## Exercise requirements
All entries below must be given again word for word.

## Source material

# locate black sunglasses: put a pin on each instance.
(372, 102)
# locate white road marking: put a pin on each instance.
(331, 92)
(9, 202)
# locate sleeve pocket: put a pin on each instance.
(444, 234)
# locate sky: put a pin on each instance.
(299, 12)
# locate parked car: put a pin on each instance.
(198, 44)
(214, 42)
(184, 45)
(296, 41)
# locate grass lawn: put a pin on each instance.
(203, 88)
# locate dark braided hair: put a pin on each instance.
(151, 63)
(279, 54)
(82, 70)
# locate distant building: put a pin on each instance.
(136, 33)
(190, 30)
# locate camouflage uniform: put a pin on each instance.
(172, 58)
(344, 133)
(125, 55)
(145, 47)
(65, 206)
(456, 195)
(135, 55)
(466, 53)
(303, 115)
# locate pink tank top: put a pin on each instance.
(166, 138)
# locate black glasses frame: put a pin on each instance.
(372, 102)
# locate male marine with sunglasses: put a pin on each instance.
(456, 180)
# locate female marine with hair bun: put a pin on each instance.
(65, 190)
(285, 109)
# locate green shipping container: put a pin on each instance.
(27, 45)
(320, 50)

## Your response
# locate black sunglasses: put a pin on each instance.
(372, 102)
# locate white road marking: put a pin on each instance.
(331, 92)
(9, 202)
# locate sleeve pocket: put a pin on each instance.
(444, 234)
# locate sky: put a pin on each instance.
(299, 12)
# locate parked car: put a pin on each instance.
(198, 44)
(214, 42)
(184, 45)
(296, 41)
# locate grass lawn: put a pin on each instance.
(203, 88)
# locate dark braided hair: put a pin on each instance.
(151, 63)
(279, 54)
(82, 70)
# locate distant building: put a pin on each instance.
(136, 33)
(190, 30)
# locate camouflage uniform: put a pin on each instance.
(172, 58)
(344, 133)
(125, 55)
(145, 47)
(65, 206)
(456, 195)
(135, 55)
(466, 53)
(303, 115)
# locate pink tank top: put a pin on each instance.
(166, 138)
# locate black glasses frame: put a pin on each instance.
(372, 102)
# locate male marine with sunglasses: put a pin on each instance.
(456, 180)
# locate female marine with hair bun: put a pin on each instance.
(65, 190)
(285, 109)
# locate green shipping container: put a pin on each instance.
(27, 45)
(320, 50)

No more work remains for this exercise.